▸ **Input material**:
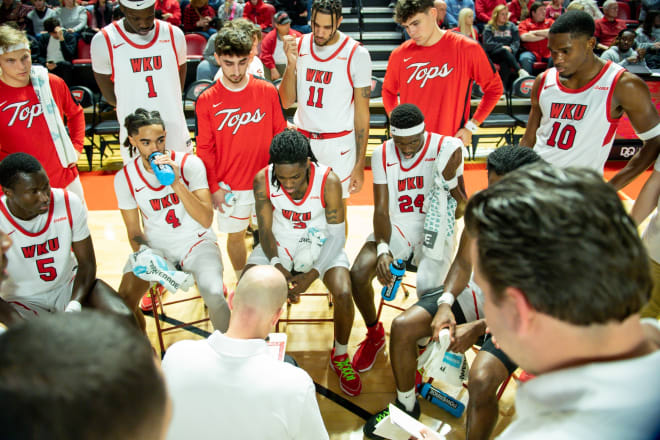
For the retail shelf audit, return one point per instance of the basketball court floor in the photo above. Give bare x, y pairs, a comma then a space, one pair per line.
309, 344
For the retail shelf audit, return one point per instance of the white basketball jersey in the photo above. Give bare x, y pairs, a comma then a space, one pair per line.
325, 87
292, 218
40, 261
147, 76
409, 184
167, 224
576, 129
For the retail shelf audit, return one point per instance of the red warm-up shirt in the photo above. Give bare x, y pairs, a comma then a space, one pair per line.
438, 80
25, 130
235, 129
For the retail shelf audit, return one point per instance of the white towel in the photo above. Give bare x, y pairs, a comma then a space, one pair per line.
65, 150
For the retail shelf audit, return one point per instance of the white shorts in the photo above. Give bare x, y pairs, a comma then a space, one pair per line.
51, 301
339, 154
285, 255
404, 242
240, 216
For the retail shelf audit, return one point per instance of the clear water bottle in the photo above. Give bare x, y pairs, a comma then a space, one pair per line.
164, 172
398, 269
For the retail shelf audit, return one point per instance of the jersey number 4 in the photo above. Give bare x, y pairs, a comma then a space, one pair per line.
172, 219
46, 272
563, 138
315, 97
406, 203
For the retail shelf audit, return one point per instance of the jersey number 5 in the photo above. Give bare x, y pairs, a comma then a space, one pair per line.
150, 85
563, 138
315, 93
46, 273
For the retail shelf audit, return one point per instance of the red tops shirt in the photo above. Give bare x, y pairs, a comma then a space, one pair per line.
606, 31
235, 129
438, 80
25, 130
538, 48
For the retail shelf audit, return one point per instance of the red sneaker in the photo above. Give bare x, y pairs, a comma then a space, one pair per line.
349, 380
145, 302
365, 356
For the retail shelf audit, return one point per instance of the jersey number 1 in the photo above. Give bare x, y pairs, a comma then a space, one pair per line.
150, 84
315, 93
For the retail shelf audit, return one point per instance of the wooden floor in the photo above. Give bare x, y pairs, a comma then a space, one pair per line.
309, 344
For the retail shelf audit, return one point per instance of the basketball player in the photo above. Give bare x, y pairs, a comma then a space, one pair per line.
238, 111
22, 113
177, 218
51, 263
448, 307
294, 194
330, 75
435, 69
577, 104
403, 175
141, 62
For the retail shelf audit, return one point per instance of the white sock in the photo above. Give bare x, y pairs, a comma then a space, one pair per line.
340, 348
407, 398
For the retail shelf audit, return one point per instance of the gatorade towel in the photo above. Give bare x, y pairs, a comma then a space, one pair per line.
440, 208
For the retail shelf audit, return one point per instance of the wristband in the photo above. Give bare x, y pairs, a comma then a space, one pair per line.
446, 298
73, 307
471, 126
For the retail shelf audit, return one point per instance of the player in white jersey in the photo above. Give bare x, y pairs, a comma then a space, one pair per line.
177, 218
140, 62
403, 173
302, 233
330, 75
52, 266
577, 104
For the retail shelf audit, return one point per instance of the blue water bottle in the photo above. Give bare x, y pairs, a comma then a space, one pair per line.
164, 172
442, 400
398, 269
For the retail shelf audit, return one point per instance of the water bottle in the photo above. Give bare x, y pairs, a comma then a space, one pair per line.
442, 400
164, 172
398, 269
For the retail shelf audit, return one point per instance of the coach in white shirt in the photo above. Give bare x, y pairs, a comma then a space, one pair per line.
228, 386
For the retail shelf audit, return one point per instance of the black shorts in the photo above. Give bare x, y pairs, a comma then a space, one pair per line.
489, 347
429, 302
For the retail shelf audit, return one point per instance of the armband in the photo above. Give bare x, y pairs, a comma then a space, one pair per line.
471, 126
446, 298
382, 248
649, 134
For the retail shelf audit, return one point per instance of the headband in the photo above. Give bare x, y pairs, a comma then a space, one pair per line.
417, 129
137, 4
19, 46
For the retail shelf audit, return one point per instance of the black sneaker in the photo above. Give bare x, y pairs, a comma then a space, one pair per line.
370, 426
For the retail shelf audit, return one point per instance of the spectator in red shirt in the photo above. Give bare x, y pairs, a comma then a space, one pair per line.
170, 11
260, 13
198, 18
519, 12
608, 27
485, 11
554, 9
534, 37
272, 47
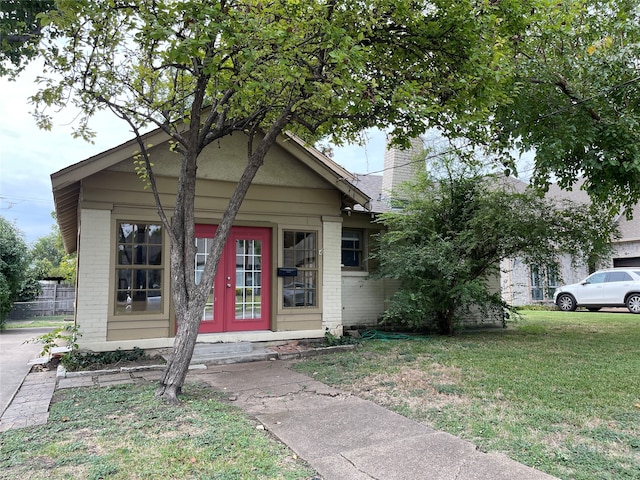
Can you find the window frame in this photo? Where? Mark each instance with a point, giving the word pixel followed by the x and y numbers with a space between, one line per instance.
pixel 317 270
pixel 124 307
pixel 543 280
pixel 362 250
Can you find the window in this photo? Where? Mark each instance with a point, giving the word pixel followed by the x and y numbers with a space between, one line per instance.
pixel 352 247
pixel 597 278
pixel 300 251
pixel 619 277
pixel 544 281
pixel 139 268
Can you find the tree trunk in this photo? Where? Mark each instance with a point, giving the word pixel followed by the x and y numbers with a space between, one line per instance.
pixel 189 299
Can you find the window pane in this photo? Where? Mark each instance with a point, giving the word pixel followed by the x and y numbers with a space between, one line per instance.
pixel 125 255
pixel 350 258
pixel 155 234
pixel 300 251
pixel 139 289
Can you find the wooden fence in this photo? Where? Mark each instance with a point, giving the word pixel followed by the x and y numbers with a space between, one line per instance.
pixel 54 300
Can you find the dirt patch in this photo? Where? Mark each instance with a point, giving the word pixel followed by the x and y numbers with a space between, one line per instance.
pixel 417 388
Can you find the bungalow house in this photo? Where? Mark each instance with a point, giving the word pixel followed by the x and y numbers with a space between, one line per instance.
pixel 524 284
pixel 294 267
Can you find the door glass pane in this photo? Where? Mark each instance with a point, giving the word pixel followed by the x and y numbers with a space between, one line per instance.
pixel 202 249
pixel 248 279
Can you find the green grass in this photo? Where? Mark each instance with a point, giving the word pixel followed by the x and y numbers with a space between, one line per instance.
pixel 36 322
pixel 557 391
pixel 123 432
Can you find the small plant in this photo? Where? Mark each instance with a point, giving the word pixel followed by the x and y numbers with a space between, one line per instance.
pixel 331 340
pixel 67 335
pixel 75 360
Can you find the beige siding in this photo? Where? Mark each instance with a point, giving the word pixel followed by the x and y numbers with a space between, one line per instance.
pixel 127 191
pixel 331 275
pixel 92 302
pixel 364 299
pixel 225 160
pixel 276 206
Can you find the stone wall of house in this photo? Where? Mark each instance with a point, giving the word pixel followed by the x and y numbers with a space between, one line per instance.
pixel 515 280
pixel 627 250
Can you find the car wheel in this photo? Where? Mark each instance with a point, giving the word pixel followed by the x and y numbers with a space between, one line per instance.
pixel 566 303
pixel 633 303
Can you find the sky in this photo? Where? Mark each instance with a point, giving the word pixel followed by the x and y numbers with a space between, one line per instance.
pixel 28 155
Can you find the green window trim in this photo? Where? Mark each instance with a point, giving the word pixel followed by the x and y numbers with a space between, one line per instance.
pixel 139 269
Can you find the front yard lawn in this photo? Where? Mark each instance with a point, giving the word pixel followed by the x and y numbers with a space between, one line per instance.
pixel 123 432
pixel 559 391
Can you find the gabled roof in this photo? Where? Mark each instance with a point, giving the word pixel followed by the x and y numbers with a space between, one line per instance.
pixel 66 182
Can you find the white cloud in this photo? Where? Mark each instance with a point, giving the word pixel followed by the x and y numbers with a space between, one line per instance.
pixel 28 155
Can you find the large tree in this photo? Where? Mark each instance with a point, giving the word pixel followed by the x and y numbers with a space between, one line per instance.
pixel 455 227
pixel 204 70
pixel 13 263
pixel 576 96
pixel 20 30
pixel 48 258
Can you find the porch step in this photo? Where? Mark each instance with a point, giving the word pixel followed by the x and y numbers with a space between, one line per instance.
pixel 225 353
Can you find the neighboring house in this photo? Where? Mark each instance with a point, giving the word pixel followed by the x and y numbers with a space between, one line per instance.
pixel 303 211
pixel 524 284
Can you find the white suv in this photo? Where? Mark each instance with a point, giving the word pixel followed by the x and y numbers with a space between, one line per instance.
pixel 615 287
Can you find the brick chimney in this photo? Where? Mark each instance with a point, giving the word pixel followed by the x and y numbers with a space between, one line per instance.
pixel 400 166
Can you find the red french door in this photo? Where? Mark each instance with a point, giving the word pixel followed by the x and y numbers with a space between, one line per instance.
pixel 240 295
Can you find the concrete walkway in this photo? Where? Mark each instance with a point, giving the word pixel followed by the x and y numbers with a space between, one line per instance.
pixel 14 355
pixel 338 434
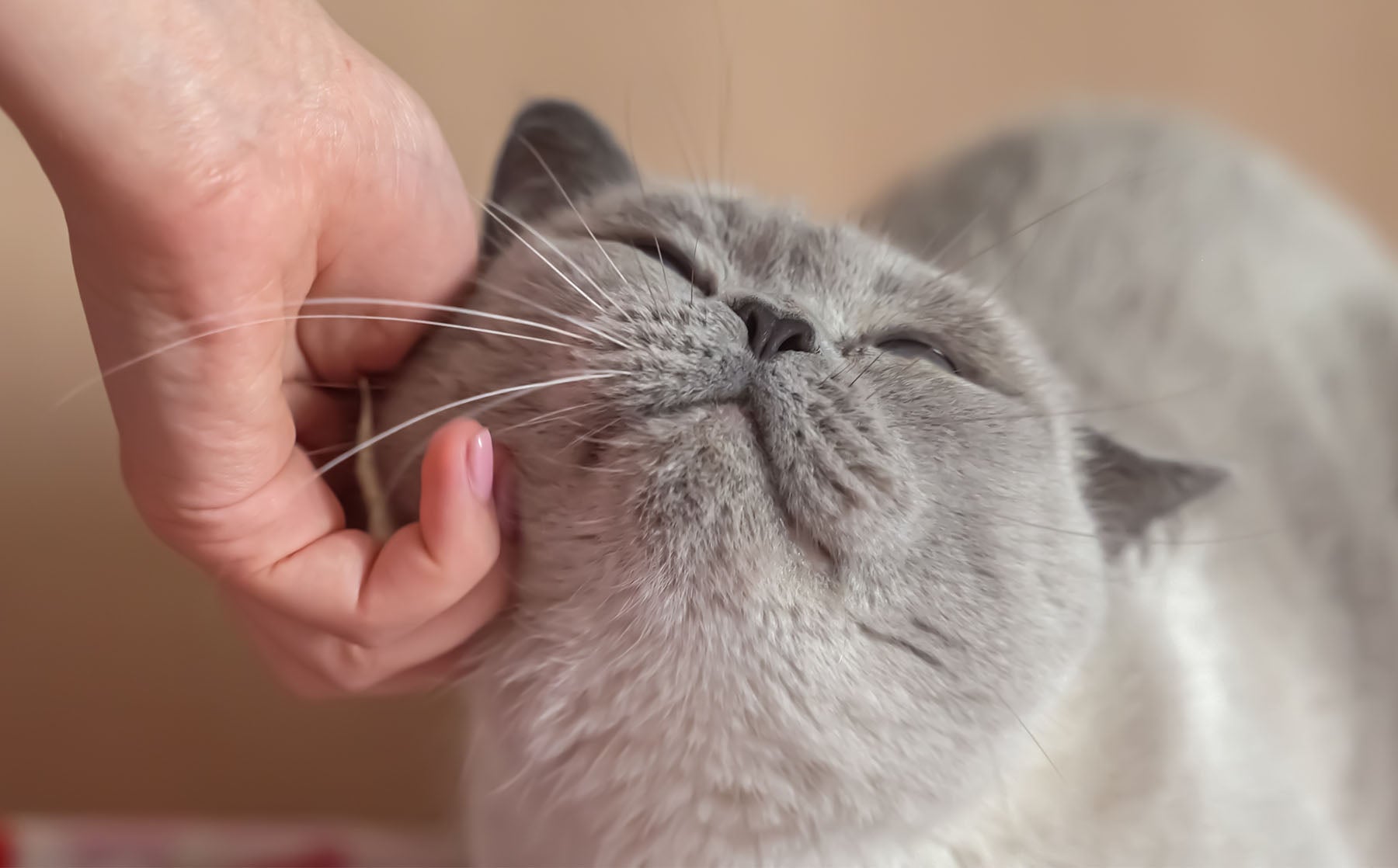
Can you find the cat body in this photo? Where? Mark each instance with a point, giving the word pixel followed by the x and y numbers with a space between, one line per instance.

▸ **What to work on**:
This task calls for the lines from the line holding "Can you find the neighboring" through the last line above, restated word for word with both ends included and the pictures dropped.

▸ **Answer section**:
Can you find the neighboring house in this photo? Where? Mark each instance with a point, giving the word pixel followed by the x and y numbers with a space between, one line per instance.
pixel 303 211
pixel 524 284
Can you find the white suv in this photo? Where? Mark each instance with a point, giving the word pixel followed by the x and y numbers with a space between, one line per instance.
pixel 615 287
Can you find the brick chimney in this photo? Where? Mark each instance with a point, giving the word pixel followed by the x and y numbers with a space between, one line per instance.
pixel 400 166
Can you find the red french door in this photo? Where? Mark each instance with a point, giving the word pixel followed by the x and y numbers with a space between, one line per instance.
pixel 240 295
Can you find the concrete walkway in this photo? Where? Mark each instance with a point, giving the word pixel followed by the x and y numbers with a space between, one line per instance.
pixel 14 355
pixel 338 434
Can you find the cat body in this photo? Where? Mark each instance with a point, giving the word pixel followed by the x and y numbers with a space between, one line per instance.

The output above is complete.